(Collected data entries)
__________
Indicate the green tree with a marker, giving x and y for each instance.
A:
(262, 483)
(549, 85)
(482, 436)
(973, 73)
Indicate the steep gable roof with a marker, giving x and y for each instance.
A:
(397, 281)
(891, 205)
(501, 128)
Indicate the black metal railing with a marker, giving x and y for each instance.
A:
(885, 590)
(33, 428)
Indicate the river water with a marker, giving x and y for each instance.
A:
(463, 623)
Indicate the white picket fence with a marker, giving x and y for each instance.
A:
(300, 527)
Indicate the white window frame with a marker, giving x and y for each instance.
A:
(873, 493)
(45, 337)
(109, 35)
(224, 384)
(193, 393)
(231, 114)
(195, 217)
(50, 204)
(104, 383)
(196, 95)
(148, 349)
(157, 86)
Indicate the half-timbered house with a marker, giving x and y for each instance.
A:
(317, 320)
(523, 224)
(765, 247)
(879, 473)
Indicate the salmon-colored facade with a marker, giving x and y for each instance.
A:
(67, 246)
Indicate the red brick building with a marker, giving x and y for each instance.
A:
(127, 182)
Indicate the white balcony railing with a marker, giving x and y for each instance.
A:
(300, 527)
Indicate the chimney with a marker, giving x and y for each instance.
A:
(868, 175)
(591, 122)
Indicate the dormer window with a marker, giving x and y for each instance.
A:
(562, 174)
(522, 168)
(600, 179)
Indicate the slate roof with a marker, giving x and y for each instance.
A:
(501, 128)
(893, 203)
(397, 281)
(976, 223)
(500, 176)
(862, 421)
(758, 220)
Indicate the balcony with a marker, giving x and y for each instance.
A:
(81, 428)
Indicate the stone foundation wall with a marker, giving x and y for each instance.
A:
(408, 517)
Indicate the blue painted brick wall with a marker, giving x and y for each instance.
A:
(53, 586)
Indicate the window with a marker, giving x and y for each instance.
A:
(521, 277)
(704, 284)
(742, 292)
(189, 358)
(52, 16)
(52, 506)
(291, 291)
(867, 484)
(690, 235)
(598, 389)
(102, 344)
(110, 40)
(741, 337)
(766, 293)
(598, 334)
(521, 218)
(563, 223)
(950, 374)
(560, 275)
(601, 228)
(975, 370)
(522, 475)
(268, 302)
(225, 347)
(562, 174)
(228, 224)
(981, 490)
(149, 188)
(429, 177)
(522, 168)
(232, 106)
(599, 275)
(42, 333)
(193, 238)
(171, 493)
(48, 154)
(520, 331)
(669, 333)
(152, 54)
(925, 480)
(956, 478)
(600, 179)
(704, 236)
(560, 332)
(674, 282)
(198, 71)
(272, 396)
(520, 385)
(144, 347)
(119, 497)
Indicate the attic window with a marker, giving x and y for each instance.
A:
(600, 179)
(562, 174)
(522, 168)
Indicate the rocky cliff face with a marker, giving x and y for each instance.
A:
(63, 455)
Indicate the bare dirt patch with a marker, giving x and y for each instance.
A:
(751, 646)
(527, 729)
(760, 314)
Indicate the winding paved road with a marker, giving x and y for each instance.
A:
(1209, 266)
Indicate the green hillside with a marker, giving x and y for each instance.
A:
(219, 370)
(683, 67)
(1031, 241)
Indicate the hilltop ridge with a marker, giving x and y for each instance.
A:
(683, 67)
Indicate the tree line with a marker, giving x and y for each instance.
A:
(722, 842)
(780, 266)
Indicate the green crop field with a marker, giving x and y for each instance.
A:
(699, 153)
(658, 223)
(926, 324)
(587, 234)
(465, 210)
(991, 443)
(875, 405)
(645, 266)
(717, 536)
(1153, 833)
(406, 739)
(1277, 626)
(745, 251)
__________
_TASK DETAILS_: Make an exact copy of the records.

_TASK RESULT_:
Indicate the green tree with a marker, giving x and y for each instance.
A:
(262, 483)
(549, 85)
(482, 436)
(973, 73)
Indicate the steep gable roof with a marker, giving x and y for each instance.
A:
(397, 281)
(891, 205)
(501, 128)
Indicate the black metal railing with a marker, giving x and y for each instance.
A:
(885, 590)
(33, 428)
Indicate the river water with a marker, giving x and y for each instance.
A:
(463, 623)
Indicate the white picket fence with a marker, giving x and y for each instance.
A:
(300, 527)
Indicate the white window frame with a marker, giving x and y for each instance.
A:
(873, 493)
(45, 337)
(109, 35)
(224, 384)
(193, 393)
(231, 114)
(195, 217)
(50, 204)
(104, 383)
(196, 95)
(148, 349)
(157, 86)
Indicate the half-timbered house with a marker, giving x and y for each instance.
A:
(317, 320)
(523, 224)
(765, 247)
(879, 473)
Indicate the salmon-colored facade with a marker, giving x and y for each instance.
A:
(67, 246)
Indicate the red brick building with a marker, giving x and y for each instance.
A:
(127, 182)
Indicate the white balcony railing with a marker, giving x and y for each instance.
A:
(300, 527)
Indicate the chimney with a marker, giving x and y for each instance.
A:
(868, 175)
(591, 122)
Indicate the dormer window with a marker, giving x and y for each instance.
A:
(562, 174)
(522, 168)
(600, 179)
Indicate the slate roof with a marker, giving x and y for each instance.
A:
(501, 128)
(893, 203)
(397, 281)
(976, 223)
(500, 176)
(862, 421)
(758, 220)
Indicate the balcony with a marker, giving x and y for each instance.
A:
(81, 428)
Indicate the stone foundation wall with a marker, giving x and y for each instance.
A:
(408, 517)
Indicate the blue painted brick wall with a marker, giving x and y for each instance.
A:
(53, 586)
Indicate the window with a marker, giving x and y for each instance.
A:
(521, 277)
(704, 284)
(742, 292)
(189, 358)
(52, 16)
(52, 506)
(291, 291)
(867, 484)
(690, 235)
(598, 389)
(102, 344)
(110, 40)
(741, 337)
(766, 293)
(598, 334)
(521, 218)
(563, 223)
(950, 374)
(560, 275)
(601, 228)
(975, 370)
(522, 475)
(268, 302)
(225, 347)
(562, 174)
(228, 224)
(981, 490)
(149, 188)
(429, 177)
(522, 168)
(232, 106)
(599, 275)
(42, 333)
(193, 238)
(171, 493)
(48, 154)
(520, 331)
(669, 333)
(152, 54)
(925, 480)
(956, 478)
(600, 179)
(704, 236)
(560, 332)
(674, 282)
(198, 71)
(272, 396)
(520, 385)
(144, 347)
(119, 497)
Indicate the attic window with a marker, giving x and y for each instance.
A:
(600, 179)
(562, 174)
(522, 168)
Indicate the rocky cliff face with a marker, giving x and y for each instance.
A:
(63, 455)
Indicate the bare dirt patch with a marker, giving x and y for each instance.
A:
(751, 646)
(527, 729)
(760, 314)
Indicate the winding paved road with a marker, giving x and y for each instance.
A:
(1209, 266)
Indicate the green hillside with a marker, giving x and y for each instance.
A:
(219, 370)
(683, 67)
(1031, 241)
Indicate the hilltop ridge with a marker, giving x and y for each instance.
A:
(683, 67)
Indicate the tree line with a marker, giving x and y for each instance.
A:
(722, 842)
(780, 266)
Indicate the green crop field with a marker, giving x and y for each instance.
A:
(699, 153)
(658, 223)
(926, 324)
(587, 234)
(465, 210)
(991, 443)
(875, 405)
(645, 266)
(717, 536)
(1153, 833)
(406, 739)
(1277, 626)
(745, 251)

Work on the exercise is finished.